Start of Provided material
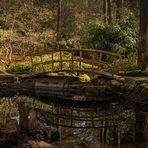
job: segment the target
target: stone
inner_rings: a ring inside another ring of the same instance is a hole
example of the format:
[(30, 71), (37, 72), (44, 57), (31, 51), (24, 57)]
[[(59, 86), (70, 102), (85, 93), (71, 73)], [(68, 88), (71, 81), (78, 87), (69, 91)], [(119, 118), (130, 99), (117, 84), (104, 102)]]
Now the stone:
[(19, 128), (16, 120), (10, 120), (0, 128), (0, 147), (11, 147), (18, 143), (18, 139)]
[(20, 130), (28, 131), (28, 115), (29, 115), (29, 107), (25, 102), (19, 102), (18, 104), (19, 110), (19, 123), (20, 123)]
[(32, 148), (56, 148), (55, 146), (45, 142), (45, 141), (29, 141)]
[(35, 110), (31, 109), (29, 111), (29, 116), (28, 116), (28, 131), (29, 133), (32, 133), (34, 130), (37, 129), (38, 129), (37, 114)]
End of Provided material
**What this task involves**
An exact, complete copy of the lines above from the one with "target: stone" through the one with "84), (104, 102)]]" is the whole answer.

**Answer for this exercise**
target: stone
inner_rings: a ring inside another ring of the same instance is a hole
example of the format:
[(30, 71), (37, 72), (44, 57), (31, 51), (24, 57)]
[[(59, 86), (70, 102), (85, 93), (71, 73)], [(68, 88), (71, 81), (78, 87), (69, 91)], [(119, 118), (130, 99), (117, 84), (104, 102)]]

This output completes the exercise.